Advierte una verdad de la naturaleza. “Sin fijeza, no hay más certidumbres. La permanencia constituye la certidumbre. Certidumbre de un solo segundo no vale”. Ha descubierto la clave del pensamiento moderno. Newton y su retícula fija del espacio tiempo. Un axioma que sostiene trescientos años de ingeniería, de visión ingenieril del mundo.

Se acuesta. Montones de ideas locas. No se atreve a abandonarse al sueño. Formas como agujas, como piernas de compás, de color violeta pálido. Suplica que el sueño venga apaciguar su desgarramiento interior. No acude. Por otro lado, sospecha del sueño y se mantiene en guardia. Encuentra los antídotos. En la música y en la montaña. Semanas después de la sobredosis, cuando dibuja, traza incesantemente rasgos paralelos, rápidos, numerosos, maniacos. La noche de las seis ampollas no sabía a qué aferrarse para zafarse de la fatiga de su cabeza. Le salvó marcar un ritmo con los dedos sobre la pared de madera. El tambor del chamán. Su ritmo lento, inesperado lo levantó de su miseria. Visualización del ritmo, revelación sonora, védica. La salud del espíritu consiste en conservar el dominio de la velocidad mental. Ahora entiende el viejo refrán chino: “El objeto de la música es moderar”.

------------------------------------------------------------------------

◆ Qué hacer
Responde, por favor, estas preguntas sobre el texto:
1. ¿Qué constituye la certidumbre?
2. ¿Con qué se marcó un ritmo sobre la pared de madera?
3. Según el viejo refrán chino, ¿cuál es el objeto de la música?
Las entradas provienen de otra fuente.

[Datos extraídos de una colección]
------------------------------------------------------------------------

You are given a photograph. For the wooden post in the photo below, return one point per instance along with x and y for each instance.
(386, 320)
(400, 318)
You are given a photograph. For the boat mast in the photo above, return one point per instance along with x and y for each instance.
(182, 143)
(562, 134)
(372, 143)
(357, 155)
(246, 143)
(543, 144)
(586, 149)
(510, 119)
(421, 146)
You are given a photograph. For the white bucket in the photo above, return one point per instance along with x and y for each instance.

------------------------------------------------------------------------

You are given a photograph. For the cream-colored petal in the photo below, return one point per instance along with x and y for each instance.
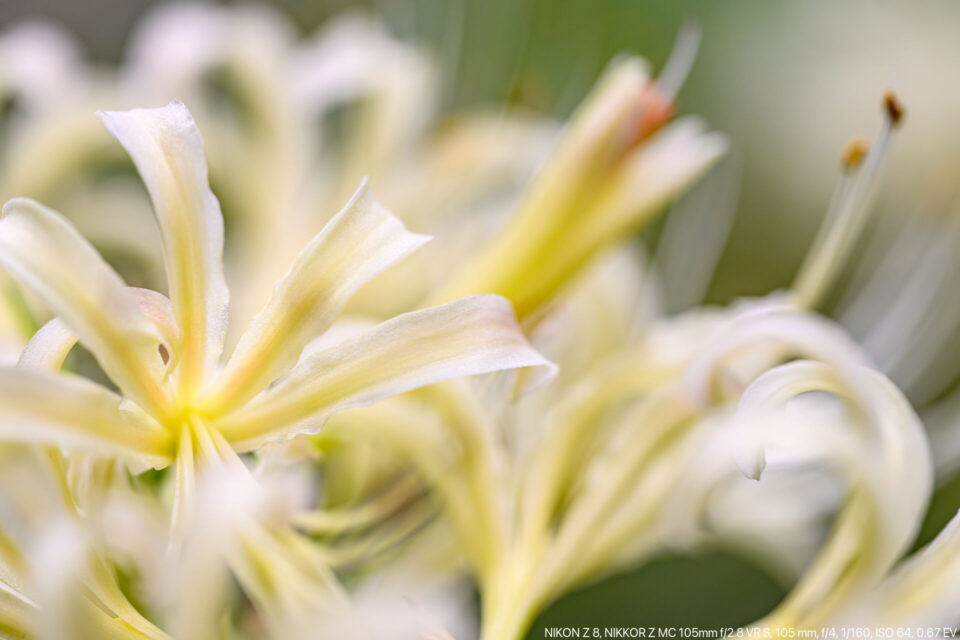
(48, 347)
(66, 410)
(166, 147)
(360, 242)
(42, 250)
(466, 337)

------------------------------------------------------------------------

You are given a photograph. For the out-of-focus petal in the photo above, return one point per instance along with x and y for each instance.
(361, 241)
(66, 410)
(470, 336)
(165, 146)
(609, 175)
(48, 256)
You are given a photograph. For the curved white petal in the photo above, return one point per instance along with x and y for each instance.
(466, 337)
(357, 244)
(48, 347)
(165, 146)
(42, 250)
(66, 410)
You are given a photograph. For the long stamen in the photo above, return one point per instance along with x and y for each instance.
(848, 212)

------------------------------------------------------------------------

◆ Solución
1. La permanencia.
2. Con los dedos.
3. Moderar.